• **OBJECTIVE**
Can you reproduce every item below word for word, leaving the pictures out of your copy?

• **DATASET CONTENT**
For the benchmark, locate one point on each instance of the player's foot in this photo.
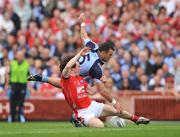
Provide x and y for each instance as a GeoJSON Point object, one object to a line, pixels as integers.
{"type": "Point", "coordinates": [75, 122]}
{"type": "Point", "coordinates": [142, 120]}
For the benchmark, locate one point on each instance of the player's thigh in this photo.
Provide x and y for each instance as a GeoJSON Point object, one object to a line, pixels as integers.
{"type": "Point", "coordinates": [109, 110]}
{"type": "Point", "coordinates": [95, 122]}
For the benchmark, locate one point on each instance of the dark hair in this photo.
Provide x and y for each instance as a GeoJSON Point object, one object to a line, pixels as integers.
{"type": "Point", "coordinates": [106, 46]}
{"type": "Point", "coordinates": [64, 62]}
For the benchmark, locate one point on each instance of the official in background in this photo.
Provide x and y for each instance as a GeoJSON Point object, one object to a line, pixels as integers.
{"type": "Point", "coordinates": [19, 70]}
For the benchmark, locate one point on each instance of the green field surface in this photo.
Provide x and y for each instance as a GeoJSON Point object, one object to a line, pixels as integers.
{"type": "Point", "coordinates": [65, 129]}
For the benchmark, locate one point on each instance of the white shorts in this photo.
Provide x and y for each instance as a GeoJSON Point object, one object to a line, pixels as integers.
{"type": "Point", "coordinates": [94, 110]}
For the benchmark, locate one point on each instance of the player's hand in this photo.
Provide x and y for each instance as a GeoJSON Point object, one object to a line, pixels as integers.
{"type": "Point", "coordinates": [36, 77]}
{"type": "Point", "coordinates": [84, 51]}
{"type": "Point", "coordinates": [118, 107]}
{"type": "Point", "coordinates": [82, 17]}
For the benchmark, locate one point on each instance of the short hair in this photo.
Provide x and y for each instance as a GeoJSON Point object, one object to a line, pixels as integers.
{"type": "Point", "coordinates": [106, 46]}
{"type": "Point", "coordinates": [64, 62]}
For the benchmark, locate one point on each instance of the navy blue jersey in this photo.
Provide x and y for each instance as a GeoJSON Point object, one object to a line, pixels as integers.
{"type": "Point", "coordinates": [90, 64]}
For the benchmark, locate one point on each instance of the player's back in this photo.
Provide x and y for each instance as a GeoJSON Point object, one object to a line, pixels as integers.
{"type": "Point", "coordinates": [90, 63]}
{"type": "Point", "coordinates": [74, 90]}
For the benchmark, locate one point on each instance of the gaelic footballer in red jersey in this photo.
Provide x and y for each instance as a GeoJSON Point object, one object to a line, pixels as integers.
{"type": "Point", "coordinates": [75, 90]}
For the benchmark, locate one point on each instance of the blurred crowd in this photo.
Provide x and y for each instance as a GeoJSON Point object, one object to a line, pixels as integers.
{"type": "Point", "coordinates": [146, 34]}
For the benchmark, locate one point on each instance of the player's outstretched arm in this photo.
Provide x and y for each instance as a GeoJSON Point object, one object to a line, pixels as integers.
{"type": "Point", "coordinates": [82, 19]}
{"type": "Point", "coordinates": [53, 81]}
{"type": "Point", "coordinates": [84, 36]}
{"type": "Point", "coordinates": [72, 62]}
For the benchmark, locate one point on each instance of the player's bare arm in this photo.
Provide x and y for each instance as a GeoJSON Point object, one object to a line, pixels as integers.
{"type": "Point", "coordinates": [91, 90]}
{"type": "Point", "coordinates": [72, 62]}
{"type": "Point", "coordinates": [51, 80]}
{"type": "Point", "coordinates": [82, 19]}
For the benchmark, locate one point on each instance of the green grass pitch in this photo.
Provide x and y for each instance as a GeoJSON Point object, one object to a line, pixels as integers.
{"type": "Point", "coordinates": [65, 129]}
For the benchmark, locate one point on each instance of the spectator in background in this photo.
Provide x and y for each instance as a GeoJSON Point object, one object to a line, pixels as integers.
{"type": "Point", "coordinates": [14, 17]}
{"type": "Point", "coordinates": [156, 85]}
{"type": "Point", "coordinates": [144, 83]}
{"type": "Point", "coordinates": [177, 75]}
{"type": "Point", "coordinates": [133, 79]}
{"type": "Point", "coordinates": [19, 70]}
{"type": "Point", "coordinates": [24, 11]}
{"type": "Point", "coordinates": [146, 34]}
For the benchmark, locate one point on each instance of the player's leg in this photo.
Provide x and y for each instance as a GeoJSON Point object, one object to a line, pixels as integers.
{"type": "Point", "coordinates": [21, 100]}
{"type": "Point", "coordinates": [95, 122]}
{"type": "Point", "coordinates": [109, 110]}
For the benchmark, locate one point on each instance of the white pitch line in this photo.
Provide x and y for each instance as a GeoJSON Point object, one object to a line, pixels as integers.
{"type": "Point", "coordinates": [77, 131]}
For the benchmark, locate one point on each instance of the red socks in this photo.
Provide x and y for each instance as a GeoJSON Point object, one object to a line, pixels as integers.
{"type": "Point", "coordinates": [134, 118]}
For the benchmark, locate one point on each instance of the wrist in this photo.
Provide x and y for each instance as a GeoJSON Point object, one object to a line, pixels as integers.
{"type": "Point", "coordinates": [83, 24]}
{"type": "Point", "coordinates": [44, 79]}
{"type": "Point", "coordinates": [113, 102]}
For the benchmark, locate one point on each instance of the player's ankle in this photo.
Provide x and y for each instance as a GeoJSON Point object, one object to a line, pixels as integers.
{"type": "Point", "coordinates": [134, 118]}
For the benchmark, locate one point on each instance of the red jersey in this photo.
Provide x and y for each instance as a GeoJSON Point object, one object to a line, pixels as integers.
{"type": "Point", "coordinates": [74, 90]}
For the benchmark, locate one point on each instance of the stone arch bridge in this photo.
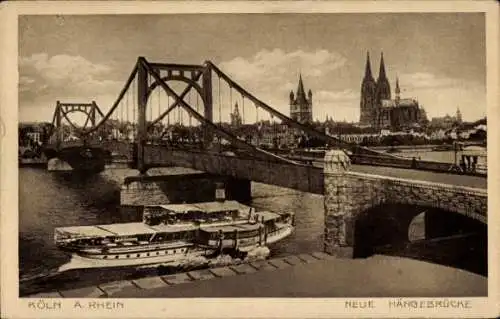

• **CORRECT OUTPUT**
For the benchmark, locate one point on each instance of the player's foot in this photo.
Provide x and y for each instance as a GeoJSON Point object, one object to a line, pixels as integers.
{"type": "Point", "coordinates": [75, 122]}
{"type": "Point", "coordinates": [142, 120]}
For the benchmark, locate one point on each instance of the player's thigh in this photo.
Provide x and y for each instance as a GeoJSON Point object, one object to a line, pixels as integers.
{"type": "Point", "coordinates": [109, 110]}
{"type": "Point", "coordinates": [95, 122]}
For the benchmark, locate one point on each instance of the dark hair in this photo.
Provide x and y for each instance as a GeoJSON Point object, one object to a line, pixels as integers.
{"type": "Point", "coordinates": [106, 46]}
{"type": "Point", "coordinates": [64, 62]}
For the benchmark, locate one point on each instance of the official in background in this photo.
Provide x and y for each instance as a GeoJSON Point object, one object to a line, pixels as integers.
{"type": "Point", "coordinates": [19, 70]}
For the benchmark, locate one point on each instance of the green field surface in this photo.
Provide x and y for each instance as a GeoJSON Point object, one object to a line, pixels as integers.
{"type": "Point", "coordinates": [65, 129]}
For the benchmark, locate one point on each instance of the white shorts in this photo.
Provide x and y for each instance as a GeoJSON Point object, one object to a line, pixels as integers.
{"type": "Point", "coordinates": [94, 110]}
For the benchmark, locate one point on each instance of the player's hand in this photo.
Provide x and y for each instance as a GeoJSON Point object, one object to a line, pixels as integers.
{"type": "Point", "coordinates": [36, 77]}
{"type": "Point", "coordinates": [84, 51]}
{"type": "Point", "coordinates": [118, 107]}
{"type": "Point", "coordinates": [82, 17]}
For the benchmark, locate one point on each instance of the short hair in this photo.
Provide x and y for each instance as a GeoJSON Point object, one object to a line, pixels as integers.
{"type": "Point", "coordinates": [106, 46]}
{"type": "Point", "coordinates": [64, 62]}
For the benchmark, locate one point on each instance of the navy blue jersey in this photo.
Provide x and y for each instance as a GeoJSON Point object, one object to a line, pixels as integers.
{"type": "Point", "coordinates": [90, 64]}
For the benchmark, locate one point on each instance of the player's back in this photo.
Provide x and y for each instance as a GeoJSON Point object, one object to a line, pixels as integers.
{"type": "Point", "coordinates": [90, 63]}
{"type": "Point", "coordinates": [74, 90]}
For the benchmark, locate one point on each instance of the gaelic footballer in red jersey in this photo.
Provide x and y for each instance as a GeoJSON Point object, one object to a line, pixels as integers.
{"type": "Point", "coordinates": [75, 90]}
For the benchmark, locate one point on each instance of the blurred crowd in this photo.
Provide x and y for each instance as a GeoJSON Point object, one object to a line, pixels as integers.
{"type": "Point", "coordinates": [146, 34]}
For the benchmark, locate one point on each instance of the player's outstretched arm in this photo.
Provide x and y for each instance as a GeoJSON Point object, one object to a line, pixels as integers.
{"type": "Point", "coordinates": [82, 19]}
{"type": "Point", "coordinates": [53, 81]}
{"type": "Point", "coordinates": [84, 36]}
{"type": "Point", "coordinates": [72, 62]}
For the benchmark, locate one point on each instance of the player's bare arm in this photo.
Provide x and y for each instance as a GeoJSON Point object, one object to a line, pixels as integers.
{"type": "Point", "coordinates": [91, 90]}
{"type": "Point", "coordinates": [72, 62]}
{"type": "Point", "coordinates": [51, 80]}
{"type": "Point", "coordinates": [82, 19]}
For the benchmark, locate one point on each instance of the green grass pitch in this photo.
Provide x and y for each instance as a GeoJSON Point object, one object to a line, pixels as integers.
{"type": "Point", "coordinates": [65, 129]}
For the benchmark, locate one point on each instance of the spectator in background in this photo.
Provide x and y for each instance as a GeoJSON Point object, one object to a line, pixels as integers.
{"type": "Point", "coordinates": [14, 17]}
{"type": "Point", "coordinates": [156, 85]}
{"type": "Point", "coordinates": [144, 83]}
{"type": "Point", "coordinates": [177, 75]}
{"type": "Point", "coordinates": [133, 79]}
{"type": "Point", "coordinates": [19, 70]}
{"type": "Point", "coordinates": [24, 11]}
{"type": "Point", "coordinates": [146, 34]}
For the benchmark, locate one point on each instance of the player's leg in this photo.
Provide x and y for each instance as a GeoJSON Point object, one object to a line, pixels as integers.
{"type": "Point", "coordinates": [21, 100]}
{"type": "Point", "coordinates": [95, 122]}
{"type": "Point", "coordinates": [109, 110]}
For the benchmark, locate one point on each instance of the white pitch line in this photo.
Provide x and y for each instance as a GeoJSON Point object, one object to a line, pixels as integers.
{"type": "Point", "coordinates": [77, 131]}
For the benchmark, locate one point on each instance of the red socks in this photo.
Provide x and y for each instance as a GeoJSON Point object, one object to a line, pixels as integers.
{"type": "Point", "coordinates": [134, 118]}
For the benchmark, locate one point on each instance of the wrist in this photo.
Provide x and y for each instance as a GeoJSON Point object, one object to a line, pixels as integers.
{"type": "Point", "coordinates": [83, 24]}
{"type": "Point", "coordinates": [44, 79]}
{"type": "Point", "coordinates": [113, 102]}
For the benchmark, locate one point on each instance of the player's ankle in this photo.
Provide x and y for each instance as a GeoJSON Point object, one object to a line, pixels as integers.
{"type": "Point", "coordinates": [134, 118]}
For the benchmark, locate one point on each instance of the red jersey in this photo.
Provide x and y for each instance as a GeoJSON Point object, one object to a line, pixels as integers.
{"type": "Point", "coordinates": [74, 90]}
For the benchmark, locate one point on each instance of the stone arch bridge in this photo.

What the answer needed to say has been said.